:: Exercise goal ::
Can you copy the records below word for word, leaving the pictures out?

— start of Dataset content —

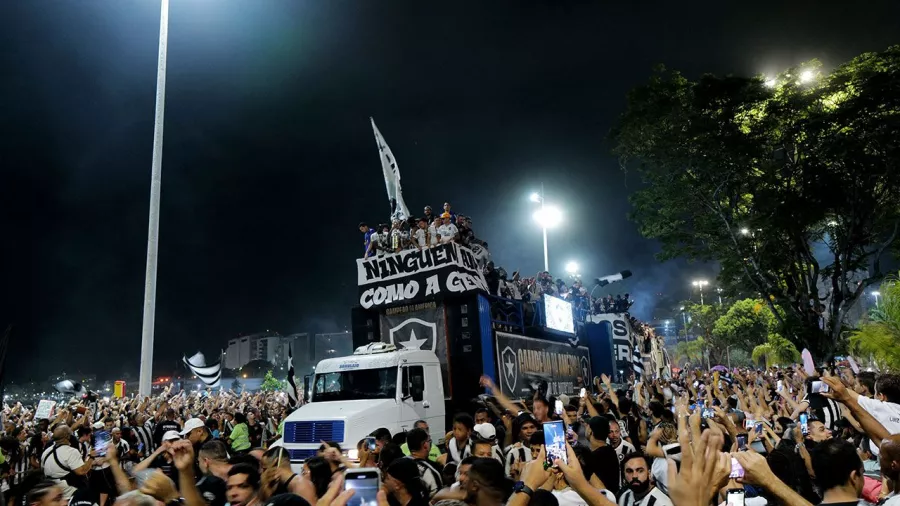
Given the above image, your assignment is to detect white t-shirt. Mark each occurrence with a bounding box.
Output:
[857,395,900,455]
[428,225,440,246]
[438,223,459,242]
[552,488,616,506]
[41,445,84,499]
[881,493,900,506]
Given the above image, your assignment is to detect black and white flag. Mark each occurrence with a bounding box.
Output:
[631,346,644,380]
[287,345,297,408]
[369,118,411,221]
[182,352,222,388]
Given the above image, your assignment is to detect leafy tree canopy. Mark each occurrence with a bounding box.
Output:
[613,46,900,358]
[850,277,900,370]
[713,299,779,353]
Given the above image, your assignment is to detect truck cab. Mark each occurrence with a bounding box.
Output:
[282,343,445,472]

— end of Dataset content —

:: Result of the task ::
Given the above image, your assignment is to detect white t-shirt. Mark each occurrence with a bounding box.
Output:
[857,395,900,455]
[428,225,440,246]
[438,223,459,242]
[552,488,616,506]
[41,445,84,499]
[881,493,900,506]
Given the above image, your assignment is to detect black and white flag. Mark each occurrence with a bounding box.
Output:
[631,346,644,380]
[287,345,297,408]
[369,118,411,221]
[182,352,222,388]
Given the above image, your assignment is to detect leafy tree canopy. Mark each occurrence with a bounding box.
Output:
[613,46,900,358]
[850,277,900,370]
[713,299,779,353]
Given the above image, your assignment is to detect truck cab. Mark each occurrence with a bounding box.
Output:
[282,343,445,472]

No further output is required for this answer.